Dataset |
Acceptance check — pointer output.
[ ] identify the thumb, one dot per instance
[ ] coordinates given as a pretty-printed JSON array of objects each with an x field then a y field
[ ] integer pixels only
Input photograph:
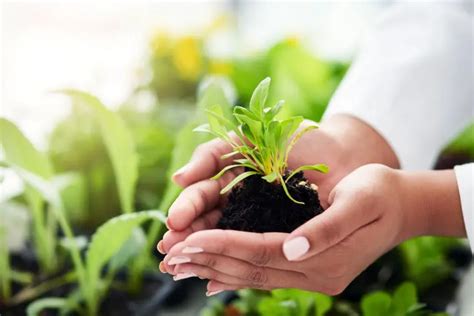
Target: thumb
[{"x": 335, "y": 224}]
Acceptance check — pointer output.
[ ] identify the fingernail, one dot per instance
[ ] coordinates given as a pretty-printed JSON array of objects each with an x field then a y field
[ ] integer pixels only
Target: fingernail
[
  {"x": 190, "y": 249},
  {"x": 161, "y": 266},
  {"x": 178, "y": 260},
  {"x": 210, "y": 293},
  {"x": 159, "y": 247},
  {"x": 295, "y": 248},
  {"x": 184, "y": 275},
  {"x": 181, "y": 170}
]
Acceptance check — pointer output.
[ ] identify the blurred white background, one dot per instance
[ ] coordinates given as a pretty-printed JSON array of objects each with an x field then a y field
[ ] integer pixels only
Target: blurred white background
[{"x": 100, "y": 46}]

--

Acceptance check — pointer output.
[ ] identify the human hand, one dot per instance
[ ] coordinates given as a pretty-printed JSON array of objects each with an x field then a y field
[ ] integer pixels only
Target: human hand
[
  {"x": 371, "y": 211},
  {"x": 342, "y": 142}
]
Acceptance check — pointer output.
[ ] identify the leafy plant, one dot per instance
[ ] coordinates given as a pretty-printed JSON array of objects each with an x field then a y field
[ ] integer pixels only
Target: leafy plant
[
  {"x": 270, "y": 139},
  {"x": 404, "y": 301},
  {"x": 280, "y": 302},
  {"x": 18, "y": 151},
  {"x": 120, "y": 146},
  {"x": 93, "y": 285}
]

Exercise aim | Given the word "identify", show every line of the records that contains it.

Response area |
[ ] identify the thumb, one dot per instance
[ ] identify the fingernail, one dot per instance
[ ] identify the blurred white background, one dot per instance
[ ] identify the human hand, one dot per instance
[ ] identify the leafy plant, one dot per instance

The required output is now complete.